Work to be completed:
Restate every record exactly as it is written, while omitting the pictures it holds.

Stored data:

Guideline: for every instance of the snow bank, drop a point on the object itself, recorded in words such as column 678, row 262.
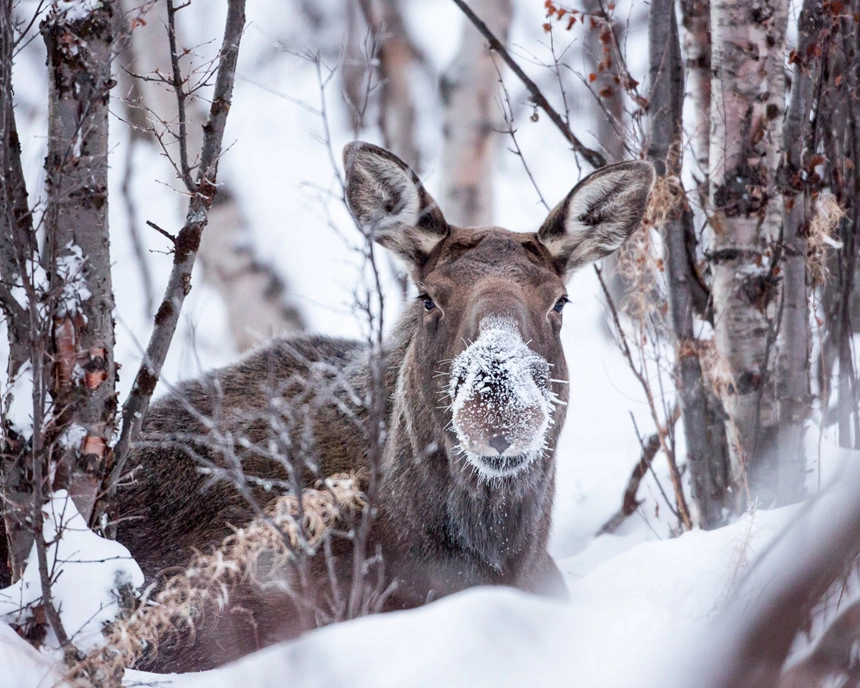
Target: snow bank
column 86, row 569
column 622, row 626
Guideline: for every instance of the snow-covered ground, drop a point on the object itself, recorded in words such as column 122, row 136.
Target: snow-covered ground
column 640, row 600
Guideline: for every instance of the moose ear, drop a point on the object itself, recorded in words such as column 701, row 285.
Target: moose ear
column 598, row 215
column 390, row 203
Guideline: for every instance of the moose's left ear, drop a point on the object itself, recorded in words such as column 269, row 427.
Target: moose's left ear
column 598, row 215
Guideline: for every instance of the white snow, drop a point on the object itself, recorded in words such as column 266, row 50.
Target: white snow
column 86, row 571
column 497, row 372
column 78, row 10
column 640, row 601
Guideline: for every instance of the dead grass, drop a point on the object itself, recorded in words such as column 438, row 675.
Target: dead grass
column 209, row 579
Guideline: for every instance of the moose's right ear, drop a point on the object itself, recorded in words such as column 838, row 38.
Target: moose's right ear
column 390, row 203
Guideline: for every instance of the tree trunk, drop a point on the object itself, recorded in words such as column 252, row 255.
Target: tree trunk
column 471, row 117
column 704, row 434
column 697, row 47
column 398, row 62
column 229, row 261
column 79, row 44
column 840, row 117
column 794, row 178
column 17, row 245
column 746, row 115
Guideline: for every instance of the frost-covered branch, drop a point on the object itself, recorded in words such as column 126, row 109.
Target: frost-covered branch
column 593, row 158
column 202, row 192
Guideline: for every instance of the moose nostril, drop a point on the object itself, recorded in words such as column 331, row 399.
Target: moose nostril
column 499, row 443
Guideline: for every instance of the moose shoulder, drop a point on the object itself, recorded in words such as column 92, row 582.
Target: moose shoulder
column 475, row 389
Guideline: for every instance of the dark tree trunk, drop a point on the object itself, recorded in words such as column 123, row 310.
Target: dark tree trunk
column 707, row 452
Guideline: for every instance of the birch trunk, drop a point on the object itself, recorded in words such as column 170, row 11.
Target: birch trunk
column 697, row 47
column 793, row 343
column 76, row 220
column 398, row 64
column 228, row 258
column 471, row 118
column 703, row 432
column 746, row 118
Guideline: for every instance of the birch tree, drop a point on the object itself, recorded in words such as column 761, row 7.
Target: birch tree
column 747, row 106
column 58, row 413
column 471, row 117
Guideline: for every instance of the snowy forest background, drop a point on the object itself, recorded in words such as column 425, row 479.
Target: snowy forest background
column 686, row 580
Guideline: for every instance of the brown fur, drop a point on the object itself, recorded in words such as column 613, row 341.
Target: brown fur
column 439, row 526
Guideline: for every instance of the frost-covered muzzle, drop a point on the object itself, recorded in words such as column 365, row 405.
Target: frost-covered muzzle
column 501, row 402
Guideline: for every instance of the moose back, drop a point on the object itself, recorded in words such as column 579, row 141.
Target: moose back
column 461, row 459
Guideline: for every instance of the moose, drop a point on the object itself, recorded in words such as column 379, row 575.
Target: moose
column 474, row 392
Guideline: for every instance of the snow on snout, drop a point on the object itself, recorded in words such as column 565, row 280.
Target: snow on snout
column 501, row 405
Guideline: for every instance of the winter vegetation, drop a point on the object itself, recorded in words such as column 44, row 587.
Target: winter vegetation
column 264, row 403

Solution to the problem:
Guideline: for every instance of the snow bank, drop a point on the object itself, recorded in words such as column 678, row 262.
Target: snow bank
column 86, row 569
column 622, row 626
Guideline: for every instance of the snow-covered ground, drop a point on the object itself, recorded in words such as column 122, row 136.
Target: snow-covered ground
column 640, row 600
Guideline: for every instance of the moose ear, drop a point on the object itself, recorded in words such as column 701, row 285.
Target: moose ear
column 598, row 215
column 390, row 203
Guideline: for every instance of the moose's left ear, drop a point on the object itself, recorded in words such as column 269, row 427.
Target: moose's left ear
column 598, row 215
Guideline: for every instance of the white snow, drop a point on the object itself, recorded in words such as column 266, row 50.
Target: white snow
column 86, row 571
column 497, row 372
column 78, row 10
column 640, row 601
Guideline: for every instance of the dead grass, drop a point on the object itself, recorded in words such as column 438, row 675.
Target: dead grass
column 209, row 579
Guideline: for every instance of the moose's right ear, drop a point on the object itself, recorded in words such as column 838, row 38.
Target: moose's right ear
column 390, row 203
Guideline: for every instance of the tree trunk, drop a point on the object itself, recorded in words such as column 252, row 255.
Target: tree trunk
column 471, row 117
column 704, row 434
column 697, row 47
column 398, row 62
column 229, row 261
column 79, row 44
column 840, row 117
column 794, row 178
column 17, row 245
column 746, row 115
Guideline: for every instance of the frost-covered branch, drop a point on the object itself, recorded in words such as column 126, row 109.
Target: frost-covered branch
column 593, row 158
column 202, row 192
Guideline: for every instance of the moose nostril, drop a point on the object itself, recorded in words such as column 331, row 399.
Target: moose nostril
column 499, row 443
Guideline: for every instance of the moose shoulder, drop a point on the object itself, recorded in words such as column 92, row 582.
Target: moose shoulder
column 475, row 389
Guideline: for every instance of the dark tree trunk, drop a point on the object itself, recorded in words such as column 123, row 310.
Target: dark tree trunk
column 707, row 452
Guideline: for every instance of the birch trunk, drop a point on the object itself, recorded in words such as column 170, row 11.
Target: birch trunk
column 697, row 47
column 793, row 343
column 76, row 220
column 398, row 64
column 228, row 258
column 471, row 118
column 703, row 432
column 746, row 118
Guideline: for every instance of the birch tree, drop a point on the object itself, recorded in words such as column 761, row 7.
Target: birch tree
column 747, row 106
column 58, row 413
column 471, row 117
Guideline: for every instance of the snowy forest background, drop a point on the object itself, recorded in words such as column 425, row 479.
Target: snowy forest background
column 686, row 580
Guideline: for every instance of the brown fur, drop a point on the object itself, recorded in words such as column 613, row 341.
Target: brown fur
column 439, row 526
Guideline: for every instance of the frost-covered muzzle, drop a point on the object itself, recorded in words such as column 365, row 405.
Target: frost-covered muzzle
column 501, row 402
Guideline: for every instance of the moose back, drop a point on the object itself, recorded in words such as column 579, row 141.
Target: moose back
column 461, row 459
Guideline: for every instance of the moose, drop a point on the object itself, recorded in words such as column 379, row 575.
Target: moose
column 474, row 392
Guideline: for every instance of the snow on snout, drop a point on the object itself, recorded in words such as column 565, row 280.
Target: snow on snout
column 501, row 405
Guideline: for every instance of the winter vegetation, drop a point on the object itself, recorded in words such as column 44, row 587.
Target: winter vegetation
column 264, row 403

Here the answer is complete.